┏━━

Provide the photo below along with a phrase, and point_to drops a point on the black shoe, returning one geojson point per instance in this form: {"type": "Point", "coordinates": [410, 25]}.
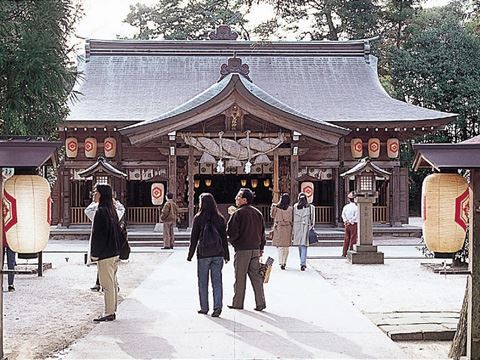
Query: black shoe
{"type": "Point", "coordinates": [105, 318]}
{"type": "Point", "coordinates": [235, 307]}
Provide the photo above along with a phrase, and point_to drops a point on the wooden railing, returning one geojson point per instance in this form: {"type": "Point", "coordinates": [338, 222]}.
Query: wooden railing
{"type": "Point", "coordinates": [77, 216]}
{"type": "Point", "coordinates": [380, 214]}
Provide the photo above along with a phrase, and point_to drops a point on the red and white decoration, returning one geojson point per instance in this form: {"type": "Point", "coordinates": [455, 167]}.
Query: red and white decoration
{"type": "Point", "coordinates": [158, 193]}
{"type": "Point", "coordinates": [374, 148]}
{"type": "Point", "coordinates": [71, 147]}
{"type": "Point", "coordinates": [110, 147]}
{"type": "Point", "coordinates": [90, 147]}
{"type": "Point", "coordinates": [356, 146]}
{"type": "Point", "coordinates": [28, 213]}
{"type": "Point", "coordinates": [307, 187]}
{"type": "Point", "coordinates": [393, 148]}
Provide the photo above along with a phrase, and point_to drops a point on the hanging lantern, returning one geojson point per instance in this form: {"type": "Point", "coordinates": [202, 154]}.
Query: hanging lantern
{"type": "Point", "coordinates": [71, 147]}
{"type": "Point", "coordinates": [393, 148]}
{"type": "Point", "coordinates": [374, 148]}
{"type": "Point", "coordinates": [90, 147]}
{"type": "Point", "coordinates": [307, 187]}
{"type": "Point", "coordinates": [28, 207]}
{"type": "Point", "coordinates": [110, 147]}
{"type": "Point", "coordinates": [445, 206]}
{"type": "Point", "coordinates": [262, 159]}
{"type": "Point", "coordinates": [356, 146]}
{"type": "Point", "coordinates": [158, 193]}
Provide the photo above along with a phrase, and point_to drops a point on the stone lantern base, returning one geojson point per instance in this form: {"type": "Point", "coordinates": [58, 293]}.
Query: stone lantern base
{"type": "Point", "coordinates": [365, 254]}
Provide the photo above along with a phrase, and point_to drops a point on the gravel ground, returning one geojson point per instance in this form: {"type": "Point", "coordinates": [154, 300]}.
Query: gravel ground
{"type": "Point", "coordinates": [46, 314]}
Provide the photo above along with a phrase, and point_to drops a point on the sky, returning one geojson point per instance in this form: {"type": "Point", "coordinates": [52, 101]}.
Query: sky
{"type": "Point", "coordinates": [104, 18]}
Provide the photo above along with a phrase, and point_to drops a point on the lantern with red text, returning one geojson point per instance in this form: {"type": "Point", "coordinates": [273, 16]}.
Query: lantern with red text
{"type": "Point", "coordinates": [356, 146]}
{"type": "Point", "coordinates": [445, 206]}
{"type": "Point", "coordinates": [393, 148]}
{"type": "Point", "coordinates": [373, 148]}
{"type": "Point", "coordinates": [71, 147]}
{"type": "Point", "coordinates": [110, 147]}
{"type": "Point", "coordinates": [28, 213]}
{"type": "Point", "coordinates": [158, 193]}
{"type": "Point", "coordinates": [307, 188]}
{"type": "Point", "coordinates": [90, 147]}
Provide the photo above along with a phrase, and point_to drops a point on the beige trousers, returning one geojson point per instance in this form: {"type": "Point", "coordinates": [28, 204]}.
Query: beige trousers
{"type": "Point", "coordinates": [282, 255]}
{"type": "Point", "coordinates": [107, 274]}
{"type": "Point", "coordinates": [168, 236]}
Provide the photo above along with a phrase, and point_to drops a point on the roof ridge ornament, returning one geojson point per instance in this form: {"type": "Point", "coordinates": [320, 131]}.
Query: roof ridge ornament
{"type": "Point", "coordinates": [223, 32]}
{"type": "Point", "coordinates": [234, 65]}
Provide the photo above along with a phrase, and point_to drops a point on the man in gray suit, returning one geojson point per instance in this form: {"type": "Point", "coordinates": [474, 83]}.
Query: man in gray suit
{"type": "Point", "coordinates": [246, 233]}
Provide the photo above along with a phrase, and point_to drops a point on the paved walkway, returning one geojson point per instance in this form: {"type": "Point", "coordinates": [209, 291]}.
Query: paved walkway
{"type": "Point", "coordinates": [305, 318]}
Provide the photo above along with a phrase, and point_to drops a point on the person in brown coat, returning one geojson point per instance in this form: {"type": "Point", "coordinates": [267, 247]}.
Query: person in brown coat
{"type": "Point", "coordinates": [282, 215]}
{"type": "Point", "coordinates": [169, 218]}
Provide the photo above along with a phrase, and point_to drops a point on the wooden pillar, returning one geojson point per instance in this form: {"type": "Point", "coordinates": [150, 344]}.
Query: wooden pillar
{"type": "Point", "coordinates": [276, 185]}
{"type": "Point", "coordinates": [473, 316]}
{"type": "Point", "coordinates": [191, 188]}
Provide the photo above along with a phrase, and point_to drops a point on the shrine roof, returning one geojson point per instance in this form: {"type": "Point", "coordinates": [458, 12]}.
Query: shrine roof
{"type": "Point", "coordinates": [334, 82]}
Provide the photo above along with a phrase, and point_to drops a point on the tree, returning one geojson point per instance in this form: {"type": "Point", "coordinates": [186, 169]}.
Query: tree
{"type": "Point", "coordinates": [177, 20]}
{"type": "Point", "coordinates": [36, 73]}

┗━━

▸ Aim of the exercise:
Return word for word the line with "Query: man in gray suit" and every line after it through the end of the records above.

▸ Output of the task:
Query: man in gray suit
{"type": "Point", "coordinates": [246, 233]}
Provide the photo above along with a phrase, and point_to drops a point on the paved walkway, returning one geojson point per instance in this form: {"type": "Point", "coordinates": [209, 291]}.
Query: paved walkway
{"type": "Point", "coordinates": [305, 318]}
Provide the photo above along with a phrase, and point_to drops a point on the person in brown coat, returning one geojson point per instance in this form: {"type": "Point", "coordinates": [267, 247]}.
Query: person in brown coat
{"type": "Point", "coordinates": [282, 215]}
{"type": "Point", "coordinates": [169, 218]}
Provide the photo above along with a phrase, and point_to drops a point on the wooden pillar, returning one geojson point per instance in this form: {"type": "Point", "coordinates": [150, 344]}.
Query: wooden pillar
{"type": "Point", "coordinates": [276, 185]}
{"type": "Point", "coordinates": [473, 316]}
{"type": "Point", "coordinates": [191, 188]}
Provide the photo above along with a phrase, and point_to drops a point on the shrine roof, returning one geojson point per instance in this form: {"type": "Point", "coordinates": [458, 12]}.
Query: shrine roof
{"type": "Point", "coordinates": [334, 82]}
Provide the photo above along with a phrase, and point_to drops a point on the tree, returning one geojson point per instance in this form: {"type": "Point", "coordinates": [186, 169]}.
Query: tree
{"type": "Point", "coordinates": [177, 20]}
{"type": "Point", "coordinates": [36, 73]}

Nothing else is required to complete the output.